# [TEXT SEGMENT]
|---|

Our best wishes for a fulfilling week,  

Logos LP

Temperament Determines Outcomes


Good Morning,

This week U.S. stocks climbed to record highs and Treasuries rallied after a core inflation reading slowed, adding to evidence that economic growth continues apace without stoking price increases. The dollar pared losses.


The three major indexes posted slight weekly gains. The S&P 500 and the Dow recorded their fifth consecutive weekly gains, while the Nasdaq has completed three.


Bonds in Europe gained after a report that the European Central Bank may continue asset purchases for at least nine months after it starts tapering in January. The Stoxx Europe 600 Index climbed, led by steelmakers and miners as most industrial metals gained and crude oil rose back above $51 a barrel.


Excluding food and energy, so-called core prices rose 0.5 percent in September, below an estimate of 0.6 percent. At the same time, a Commerce Department report also released Friday showed U.S. retail sales rose in September by the most in more than two years, as Americans replaced storm-damaged cars and paid higher prices at the gasoline pump. Excluding autos and gas, sales still increased at the second-fastest pace since January.

The inflation data bolstered the view that U.S. inflation below the Federal Reserve’s target may be structural rather than transitory, prompting traders to slightly reduce the odds of another rate increase in December. Could the Fed be ignoring actual inflation data?

|---|

# [EXERCISE DESCRIPTION]
Quote verbatim the stretch of the market commentary that opens with the words containing "Excluding food and" and closes with "actual inflation data?".

# [GIVEN INFORMATION]
|---|

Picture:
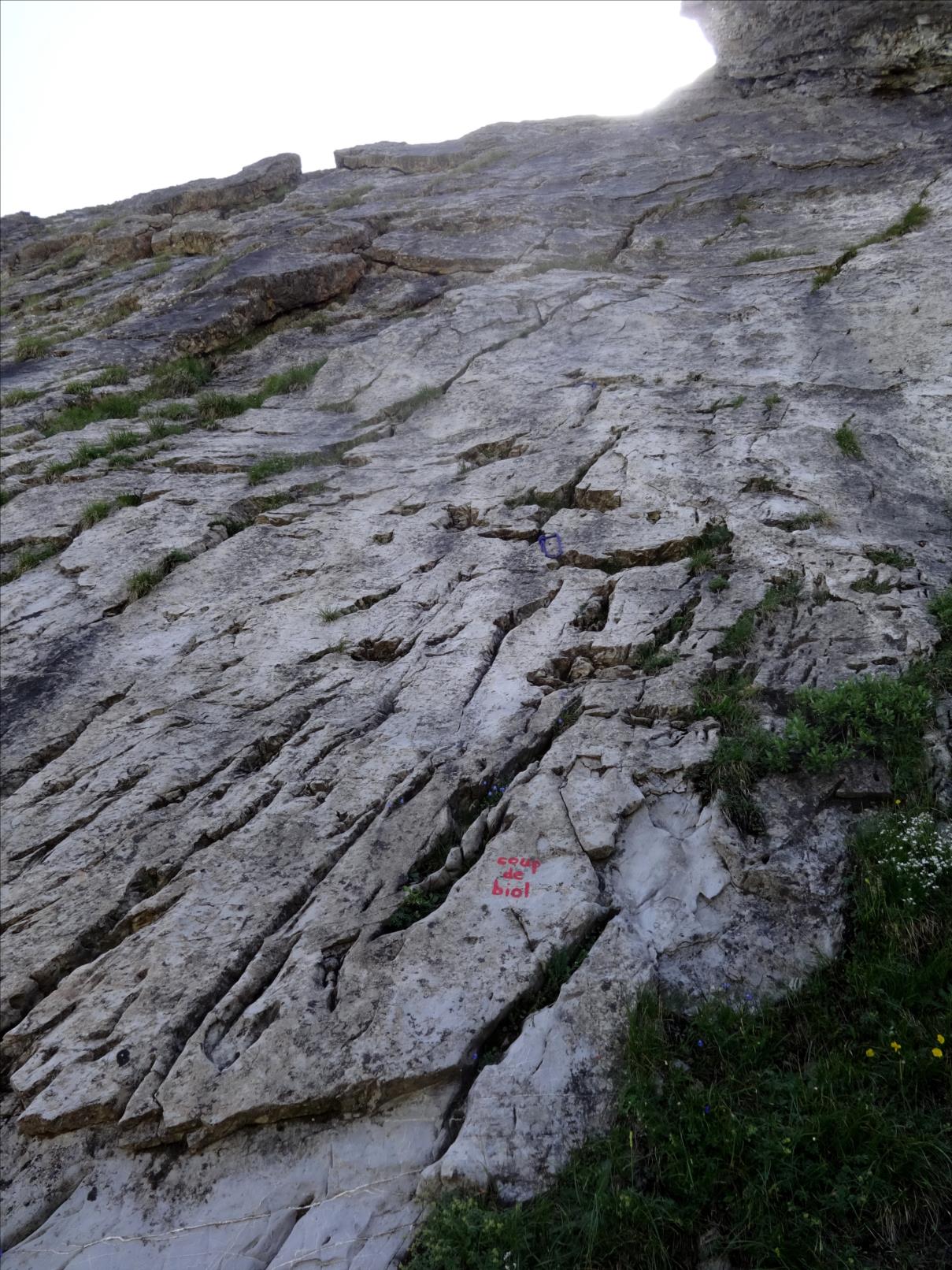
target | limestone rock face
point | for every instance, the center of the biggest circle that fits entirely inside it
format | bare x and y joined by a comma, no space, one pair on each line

|---|

# [ANSWER TO THIS EXERCISE]
Excluding food and energy, so-called core prices rose 0.5 percent in September, below an estimate of 0.6 percent. At the same time, a Commerce Department report also released Friday showed U.S. retail sales rose in September by the most in more than two years, as Americans replaced storm-damaged cars and paid higher prices at the gasoline pump. Excluding autos and gas, sales still increased at the second-fastest pace since January.

The inflation data bolstered the view that U.S. inflation below the Federal Reserve’s target may be structural rather than transitory, prompting traders to slightly reduce the odds of another rate increase in December. Could the Fed be ignoring actual inflation data?